Data for processing =>
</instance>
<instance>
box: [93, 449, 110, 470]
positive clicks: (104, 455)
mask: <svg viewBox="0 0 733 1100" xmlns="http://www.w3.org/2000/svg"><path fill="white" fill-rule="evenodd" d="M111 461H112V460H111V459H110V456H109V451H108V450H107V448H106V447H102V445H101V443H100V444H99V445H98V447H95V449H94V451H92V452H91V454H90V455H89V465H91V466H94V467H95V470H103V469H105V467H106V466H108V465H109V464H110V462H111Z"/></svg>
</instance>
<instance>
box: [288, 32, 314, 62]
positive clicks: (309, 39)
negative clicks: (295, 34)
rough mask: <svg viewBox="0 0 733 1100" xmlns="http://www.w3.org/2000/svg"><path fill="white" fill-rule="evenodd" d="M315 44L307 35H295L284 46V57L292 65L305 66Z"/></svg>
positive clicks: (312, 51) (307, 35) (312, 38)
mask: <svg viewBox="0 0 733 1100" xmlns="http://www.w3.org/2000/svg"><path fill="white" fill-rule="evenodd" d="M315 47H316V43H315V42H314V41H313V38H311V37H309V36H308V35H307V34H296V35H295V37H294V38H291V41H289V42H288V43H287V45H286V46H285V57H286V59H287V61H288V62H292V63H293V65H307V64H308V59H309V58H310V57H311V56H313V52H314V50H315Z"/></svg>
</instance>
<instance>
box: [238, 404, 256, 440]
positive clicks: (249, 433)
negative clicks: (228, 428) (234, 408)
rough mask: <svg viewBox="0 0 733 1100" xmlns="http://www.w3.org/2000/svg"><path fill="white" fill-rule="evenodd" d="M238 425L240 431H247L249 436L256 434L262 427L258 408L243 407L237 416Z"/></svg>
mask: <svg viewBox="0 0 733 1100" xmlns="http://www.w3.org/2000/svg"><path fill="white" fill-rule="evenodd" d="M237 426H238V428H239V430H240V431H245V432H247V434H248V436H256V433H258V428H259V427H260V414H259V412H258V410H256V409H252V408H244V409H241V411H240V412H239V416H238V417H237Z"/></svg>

What is needed => In the listing above, find the line holding "negative clicks: (295, 34)" and the line holding "44L307 35H295L284 46V57L292", then output those two lines and every line between them exactly.

Answer box =>
negative clicks: (295, 34)
rough mask: <svg viewBox="0 0 733 1100" xmlns="http://www.w3.org/2000/svg"><path fill="white" fill-rule="evenodd" d="M315 44L307 35H295L284 46V57L292 65L305 66Z"/></svg>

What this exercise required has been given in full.